## EXCERPTED TEXT
************
Yes, and they are killing the host.


And the legal environment is carcinogenic, too.


> Oftentimes, companies will have a legal obligation to their stockholders to (attempt to) maximise profit…

Can you point me to an example of a company that has a legal obligation "to (attempt to) maximise profit"?

I suspect that, in fact, the legal obligations of any company include (but are not limited to) increasing profit whilst taking into account many other factors.


Maximizing profit is a good thing.


Why? The only answer I see is that you make more money. But it is well understood that money doesn't lead to happiness.

What if your company was making enough money that you could pay everyone worked there generous salaries and your customers are happy. If you product is complete I don't see the need to add more. Why not let everyone work half time, and continue to deliver an excellent and focused product. Slowly adding features and integrations only as they make sense.

What we see instead by companies aiming to maximize profit is that they keep adding stuff that no one wants, hiring more people and squeezing every cent out of their customers. Sure, they make more money for a while but if you give me those two options I would much rather work half the hours and pay my employees more with happy customers.


In a perfectly competitive market, it leads to optimal allocation of resources - i.e. capital and human labour is used a way that is most beneficial to consumers.

The less competitive the market is, the less this is true But profit maximization = good should be the baseline.
************
## REQUIRED WORK
1. Write out the part of the profit discussion from "Maximizing profit is" up to and including "with happy customers.".
2. Answer these questions using the profit discussion:
(a) What word is used to describe the legal environment?
(b) What is said to be well understood about money?
(c) What kind of market is said to lead to optimal allocation of resources?
Work only from the profit discussion, without outside sources.

## DATA UNDER STUDY
************
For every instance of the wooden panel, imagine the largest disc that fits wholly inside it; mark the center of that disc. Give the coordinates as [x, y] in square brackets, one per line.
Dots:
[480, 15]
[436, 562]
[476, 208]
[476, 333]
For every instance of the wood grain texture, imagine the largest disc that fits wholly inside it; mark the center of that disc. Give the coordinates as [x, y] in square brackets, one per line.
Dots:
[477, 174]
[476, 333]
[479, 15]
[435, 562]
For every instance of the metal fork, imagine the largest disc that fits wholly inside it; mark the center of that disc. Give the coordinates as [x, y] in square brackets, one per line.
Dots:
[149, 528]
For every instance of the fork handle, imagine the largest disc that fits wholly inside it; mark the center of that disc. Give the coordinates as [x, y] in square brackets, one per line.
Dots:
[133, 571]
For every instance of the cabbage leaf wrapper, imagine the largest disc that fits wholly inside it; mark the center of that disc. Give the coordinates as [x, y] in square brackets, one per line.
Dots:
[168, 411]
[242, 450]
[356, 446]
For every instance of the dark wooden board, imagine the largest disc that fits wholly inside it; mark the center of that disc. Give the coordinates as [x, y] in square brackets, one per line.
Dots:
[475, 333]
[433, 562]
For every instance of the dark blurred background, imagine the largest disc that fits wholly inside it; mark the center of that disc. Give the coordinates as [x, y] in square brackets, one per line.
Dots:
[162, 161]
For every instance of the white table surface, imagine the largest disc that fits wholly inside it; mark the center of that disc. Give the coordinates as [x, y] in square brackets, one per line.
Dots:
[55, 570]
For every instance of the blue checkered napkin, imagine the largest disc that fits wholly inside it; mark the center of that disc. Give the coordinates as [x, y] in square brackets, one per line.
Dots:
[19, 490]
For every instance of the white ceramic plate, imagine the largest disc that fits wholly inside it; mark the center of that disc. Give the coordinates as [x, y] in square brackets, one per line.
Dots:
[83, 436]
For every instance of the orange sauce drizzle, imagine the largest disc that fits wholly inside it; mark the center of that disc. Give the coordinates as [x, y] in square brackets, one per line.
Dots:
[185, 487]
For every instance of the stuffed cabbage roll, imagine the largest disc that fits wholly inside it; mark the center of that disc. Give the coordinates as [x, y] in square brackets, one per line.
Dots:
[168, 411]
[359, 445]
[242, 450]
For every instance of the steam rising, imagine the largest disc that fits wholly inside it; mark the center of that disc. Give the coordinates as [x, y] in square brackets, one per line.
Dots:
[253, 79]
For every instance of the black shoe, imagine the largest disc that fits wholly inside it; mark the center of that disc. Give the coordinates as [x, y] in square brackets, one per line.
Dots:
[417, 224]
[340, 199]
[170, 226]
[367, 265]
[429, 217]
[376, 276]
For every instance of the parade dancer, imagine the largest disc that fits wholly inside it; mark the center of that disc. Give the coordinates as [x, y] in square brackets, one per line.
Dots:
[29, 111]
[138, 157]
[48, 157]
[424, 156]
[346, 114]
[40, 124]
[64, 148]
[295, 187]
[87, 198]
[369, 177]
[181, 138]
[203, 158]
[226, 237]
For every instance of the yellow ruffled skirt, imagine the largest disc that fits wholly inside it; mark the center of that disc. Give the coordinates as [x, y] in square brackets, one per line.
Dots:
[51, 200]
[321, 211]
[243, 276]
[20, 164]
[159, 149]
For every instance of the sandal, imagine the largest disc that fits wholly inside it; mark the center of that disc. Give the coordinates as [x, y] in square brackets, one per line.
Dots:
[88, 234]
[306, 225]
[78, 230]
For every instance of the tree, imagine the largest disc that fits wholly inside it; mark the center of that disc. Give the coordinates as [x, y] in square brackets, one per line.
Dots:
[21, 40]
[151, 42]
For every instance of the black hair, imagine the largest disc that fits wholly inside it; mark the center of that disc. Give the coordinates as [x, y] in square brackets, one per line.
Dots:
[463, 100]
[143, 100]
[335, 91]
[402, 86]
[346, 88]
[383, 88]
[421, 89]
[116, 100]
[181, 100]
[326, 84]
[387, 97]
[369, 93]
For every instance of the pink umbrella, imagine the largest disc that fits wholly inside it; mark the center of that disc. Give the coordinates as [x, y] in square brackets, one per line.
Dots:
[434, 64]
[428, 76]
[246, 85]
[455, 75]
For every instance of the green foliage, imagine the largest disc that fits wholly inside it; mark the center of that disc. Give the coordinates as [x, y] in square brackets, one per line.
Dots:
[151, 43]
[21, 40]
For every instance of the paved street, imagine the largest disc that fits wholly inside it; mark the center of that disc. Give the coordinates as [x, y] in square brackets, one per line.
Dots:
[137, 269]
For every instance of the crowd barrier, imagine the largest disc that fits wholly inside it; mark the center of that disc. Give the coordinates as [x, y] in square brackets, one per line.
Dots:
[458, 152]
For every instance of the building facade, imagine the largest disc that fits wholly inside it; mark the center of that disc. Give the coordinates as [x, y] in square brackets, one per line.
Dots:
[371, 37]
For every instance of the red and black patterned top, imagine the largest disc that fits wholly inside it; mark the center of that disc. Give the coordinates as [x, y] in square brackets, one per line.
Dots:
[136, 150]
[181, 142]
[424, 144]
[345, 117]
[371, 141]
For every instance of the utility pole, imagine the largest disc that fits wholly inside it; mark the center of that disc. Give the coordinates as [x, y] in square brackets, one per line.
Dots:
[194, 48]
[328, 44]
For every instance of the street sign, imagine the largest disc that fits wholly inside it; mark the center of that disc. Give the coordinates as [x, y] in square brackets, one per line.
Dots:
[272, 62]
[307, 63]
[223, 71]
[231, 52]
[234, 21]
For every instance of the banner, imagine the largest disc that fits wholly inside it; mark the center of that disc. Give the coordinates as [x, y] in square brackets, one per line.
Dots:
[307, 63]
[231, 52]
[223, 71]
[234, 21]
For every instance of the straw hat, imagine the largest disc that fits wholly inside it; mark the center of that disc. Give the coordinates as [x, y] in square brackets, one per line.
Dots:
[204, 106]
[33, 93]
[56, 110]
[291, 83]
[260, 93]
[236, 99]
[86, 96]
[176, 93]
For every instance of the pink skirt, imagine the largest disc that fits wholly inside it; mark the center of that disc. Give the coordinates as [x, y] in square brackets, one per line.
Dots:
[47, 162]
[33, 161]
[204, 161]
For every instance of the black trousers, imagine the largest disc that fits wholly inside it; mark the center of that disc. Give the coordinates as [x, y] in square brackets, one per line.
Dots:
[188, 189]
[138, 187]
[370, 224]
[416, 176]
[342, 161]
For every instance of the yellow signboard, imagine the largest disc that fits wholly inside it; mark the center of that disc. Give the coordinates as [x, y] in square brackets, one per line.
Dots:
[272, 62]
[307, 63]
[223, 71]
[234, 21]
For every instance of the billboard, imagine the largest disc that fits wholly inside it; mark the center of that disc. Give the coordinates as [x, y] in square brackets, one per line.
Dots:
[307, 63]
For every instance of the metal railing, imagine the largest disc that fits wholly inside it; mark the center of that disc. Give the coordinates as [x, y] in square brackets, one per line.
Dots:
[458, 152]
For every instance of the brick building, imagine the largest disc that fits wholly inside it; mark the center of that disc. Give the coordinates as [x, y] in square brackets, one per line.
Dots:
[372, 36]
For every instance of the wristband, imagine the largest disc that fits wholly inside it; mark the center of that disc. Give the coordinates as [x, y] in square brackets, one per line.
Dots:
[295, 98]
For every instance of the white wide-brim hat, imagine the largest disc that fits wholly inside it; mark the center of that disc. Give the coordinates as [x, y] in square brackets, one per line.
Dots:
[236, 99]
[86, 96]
************
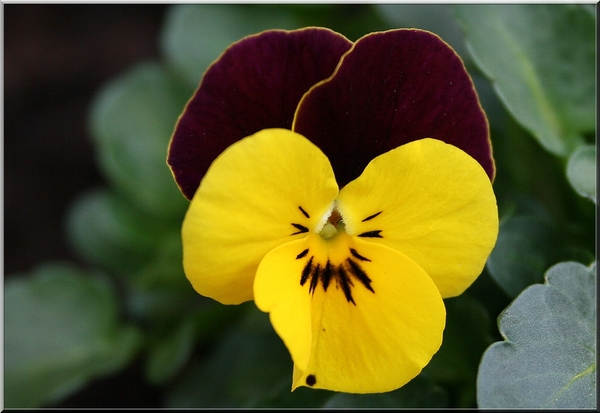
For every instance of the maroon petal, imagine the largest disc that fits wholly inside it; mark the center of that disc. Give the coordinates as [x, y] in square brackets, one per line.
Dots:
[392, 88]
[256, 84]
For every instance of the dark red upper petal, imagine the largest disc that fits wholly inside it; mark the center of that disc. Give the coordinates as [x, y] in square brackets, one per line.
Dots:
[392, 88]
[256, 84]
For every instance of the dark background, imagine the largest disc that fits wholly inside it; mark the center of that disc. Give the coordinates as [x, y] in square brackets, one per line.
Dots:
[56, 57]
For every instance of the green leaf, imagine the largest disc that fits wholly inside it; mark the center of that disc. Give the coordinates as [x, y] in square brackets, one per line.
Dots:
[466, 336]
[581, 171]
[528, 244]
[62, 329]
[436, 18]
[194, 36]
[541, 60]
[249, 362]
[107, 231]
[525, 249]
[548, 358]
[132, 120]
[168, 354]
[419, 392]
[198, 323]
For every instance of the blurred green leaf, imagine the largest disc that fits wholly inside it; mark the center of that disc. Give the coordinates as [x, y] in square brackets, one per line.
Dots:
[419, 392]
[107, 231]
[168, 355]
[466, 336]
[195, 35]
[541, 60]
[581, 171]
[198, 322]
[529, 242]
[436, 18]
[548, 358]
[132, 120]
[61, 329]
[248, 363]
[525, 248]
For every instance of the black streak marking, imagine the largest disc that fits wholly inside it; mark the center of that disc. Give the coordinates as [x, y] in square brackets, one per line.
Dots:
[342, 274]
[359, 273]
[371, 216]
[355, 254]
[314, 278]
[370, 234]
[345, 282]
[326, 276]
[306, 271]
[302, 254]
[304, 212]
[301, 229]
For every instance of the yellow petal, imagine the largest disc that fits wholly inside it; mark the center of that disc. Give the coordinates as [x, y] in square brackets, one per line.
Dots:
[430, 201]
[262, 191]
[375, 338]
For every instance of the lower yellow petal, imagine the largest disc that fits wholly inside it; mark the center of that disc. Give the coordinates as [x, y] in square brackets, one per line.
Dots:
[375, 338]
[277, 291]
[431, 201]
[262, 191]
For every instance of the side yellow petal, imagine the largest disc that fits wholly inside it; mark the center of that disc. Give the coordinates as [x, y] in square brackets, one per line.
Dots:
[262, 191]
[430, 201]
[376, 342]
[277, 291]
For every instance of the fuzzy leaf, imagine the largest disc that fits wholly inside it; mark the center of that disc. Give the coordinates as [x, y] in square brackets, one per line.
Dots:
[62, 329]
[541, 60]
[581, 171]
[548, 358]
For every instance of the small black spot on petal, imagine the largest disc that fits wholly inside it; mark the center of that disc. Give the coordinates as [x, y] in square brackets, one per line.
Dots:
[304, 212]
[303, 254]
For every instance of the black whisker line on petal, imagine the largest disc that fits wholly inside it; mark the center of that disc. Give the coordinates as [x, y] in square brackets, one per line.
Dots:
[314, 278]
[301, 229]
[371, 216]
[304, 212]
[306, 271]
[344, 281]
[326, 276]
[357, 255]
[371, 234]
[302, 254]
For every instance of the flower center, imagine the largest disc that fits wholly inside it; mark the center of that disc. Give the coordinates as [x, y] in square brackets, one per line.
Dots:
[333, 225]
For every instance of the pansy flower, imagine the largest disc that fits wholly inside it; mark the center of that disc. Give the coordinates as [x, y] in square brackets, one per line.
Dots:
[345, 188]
************
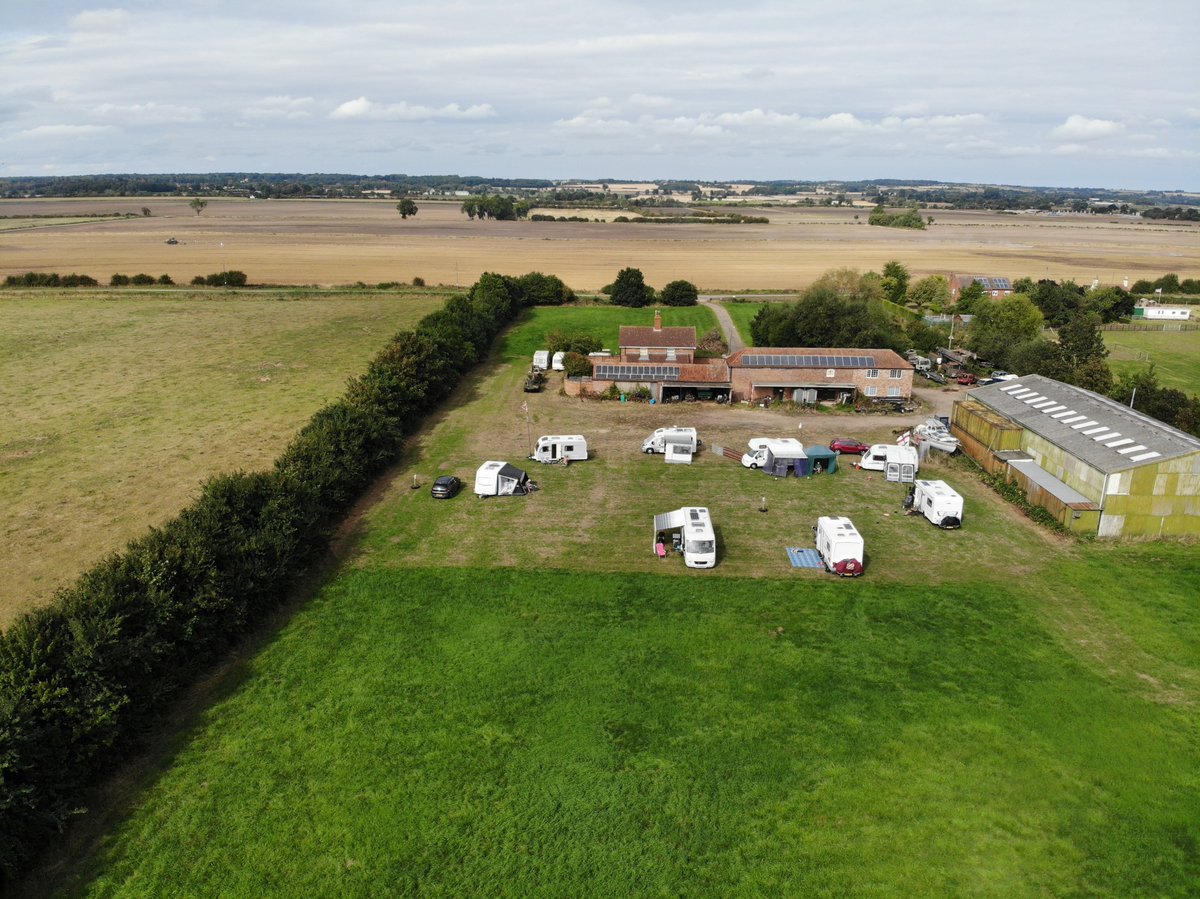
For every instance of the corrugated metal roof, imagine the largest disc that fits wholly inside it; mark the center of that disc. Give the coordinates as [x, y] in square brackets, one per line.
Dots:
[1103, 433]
************
## EXERCISE ANSWERS
1.
Maximizing profit is a good thing.


Why? The only answer I see is that you make more money. But it is well understood that money doesn't lead to happiness.

What if your company was making enough money that you could pay everyone worked there generous salaries and your customers are happy. If you product is complete I don't see the need to add more. Why not let everyone work half time, and continue to deliver an excellent and focused product. Slowly adding features and integrations only as they make sense.

What we see instead by companies aiming to maximize profit is that they keep adding stuff that no one wants, hiring more people and squeezing every cent out of their customers. Sure, they make more money for a while but if you give me those two options I would much rather work half the hours and pay my employees more with happy customers.

2.
(a) Carcinogenic.
(b) That money doesn't lead to happiness.
(c) A perfectly competitive market.